■ **作業内容 1**:
下の「あ・し・た」についてのインタビュー記事の内容と、次の文(a)〜(c)が合っているかを、それぞれ「はい」か「いいえ」で答えてください。判断の決め手になった記事の言葉も、そのまま引用してください。
(a) 「あ・し・た」は、東京大学と共同研究を行う民間企業10社の協力で運営されている。
(b) 椎名一博さんは、運営組織の理事ではない。
(c) 「あ・し・た」は、高齢の方だけを対象にした施設である。
■ **作業内容 2**: 下の「あ・し・た」についてのインタビュー記事によると、「あ・し・た」という名前の三文字は、それぞれ何を表していますか。
■ **作業内容 3**: 下の「あ・し・た」についてのインタビュー記事を、最後の質問の続きから書き継いでください。

■ **抜粋**:
>>>>>
スペシャルインタビュー

みんなで健康を考える、次世代を見据えたまちの健康づくり拠点「まちの健康研究所「あ・し・た」 」

子どもから高齢の方まで楽しみながら健康について考える機会を持てる「あ・し・た(あるく・しゃべる・たべる)」。東京大学と共同研究を行う民間企業10社の協力により運営されている「公・民・学」に市民が加わった「公・民・民・学」の新しい取り組みに多くの関心が寄せられている。今回はまちの健康研究所「あ・し・た」の所長であり、運営組織「一般社団法人ヘルスケアイノベーションプロジェクト」の理事でもある椎名一博さんに、「あ・し・た」の特徴についてお話を伺った。

―まず、「あ・し・た」がどういった施設なのか、設立の経緯と役割について教えてください。
<<<<<
■ **データ一覧**:
>>>>>
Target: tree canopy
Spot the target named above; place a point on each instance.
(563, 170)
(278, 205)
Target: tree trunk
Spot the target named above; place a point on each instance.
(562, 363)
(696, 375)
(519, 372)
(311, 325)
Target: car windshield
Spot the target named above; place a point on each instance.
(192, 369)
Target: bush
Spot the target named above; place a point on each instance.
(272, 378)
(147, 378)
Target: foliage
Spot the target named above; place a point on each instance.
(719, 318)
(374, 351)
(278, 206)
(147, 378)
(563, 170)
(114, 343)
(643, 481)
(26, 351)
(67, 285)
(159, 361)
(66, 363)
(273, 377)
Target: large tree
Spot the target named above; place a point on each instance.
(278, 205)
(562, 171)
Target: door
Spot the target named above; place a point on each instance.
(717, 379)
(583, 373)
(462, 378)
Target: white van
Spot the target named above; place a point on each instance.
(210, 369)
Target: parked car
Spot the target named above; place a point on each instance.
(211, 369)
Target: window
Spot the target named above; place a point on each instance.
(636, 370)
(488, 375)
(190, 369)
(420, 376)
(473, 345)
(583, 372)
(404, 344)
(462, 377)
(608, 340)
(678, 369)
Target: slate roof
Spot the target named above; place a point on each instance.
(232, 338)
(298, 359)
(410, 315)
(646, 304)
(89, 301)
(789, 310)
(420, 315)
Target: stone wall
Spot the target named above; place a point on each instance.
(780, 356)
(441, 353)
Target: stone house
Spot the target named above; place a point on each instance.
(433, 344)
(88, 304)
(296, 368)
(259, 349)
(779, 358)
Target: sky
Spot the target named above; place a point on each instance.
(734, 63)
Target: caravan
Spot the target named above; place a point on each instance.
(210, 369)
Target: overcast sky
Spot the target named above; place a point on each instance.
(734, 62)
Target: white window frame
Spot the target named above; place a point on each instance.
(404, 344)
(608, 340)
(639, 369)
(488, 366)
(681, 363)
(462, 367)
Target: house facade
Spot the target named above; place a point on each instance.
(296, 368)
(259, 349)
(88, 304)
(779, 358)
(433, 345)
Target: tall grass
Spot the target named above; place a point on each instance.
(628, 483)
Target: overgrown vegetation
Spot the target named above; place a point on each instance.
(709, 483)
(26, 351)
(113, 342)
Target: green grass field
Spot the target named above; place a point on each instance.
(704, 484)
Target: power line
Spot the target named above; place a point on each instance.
<<<<<
■ **想定される答え 1**:
(a) はい。「東京大学と共同研究を行う民間企業10社の協力により運営されている」
(b) いいえ。「運営組織「一般社団法人ヘルスケアイノベーションプロジェクト」の理事でもある椎名一博さん」
(c) いいえ。「子どもから高齢の方まで楽しみながら健康について考える機会を持てる」

■ **想定される答え 2**: 「あるく・しゃべる・たべる」です。

■ **想定される答え 3**:
ナチュラルテイストの落ち着いた雰囲気
ナチュラルテイストの落ち着いた雰囲気

総人口に対する65歳以上の割合が21%を超えた社会を「超高齢社会」と言いますが、医療費の増大や年金の財源をどうするかなど、社会保障の問題が大きく立ちはだかっています。もう目の前まで迫ってきている「超高齢社会」でどうすればみんなで幸せに過ごせるのか、そういった想いから発足させたのがまちの健康研究所「あ・し・た」です。

明るい施設内には様々な展示
明るい施設内には様々な展示

民間企業10社の協力により運営されているのですが、気軽に多くの方にお越しいただけるよう“無料”で利用できるのが特徴です。「あ・し・た」には“健康”を考えるうえで大切な「あるく・しゃべる・たべる」にまつわる『食・栄養』『口腔』『歩行』『美容』『介護予防』の5つのブースがあり、企業・研究機関の最新の情報が展示されています。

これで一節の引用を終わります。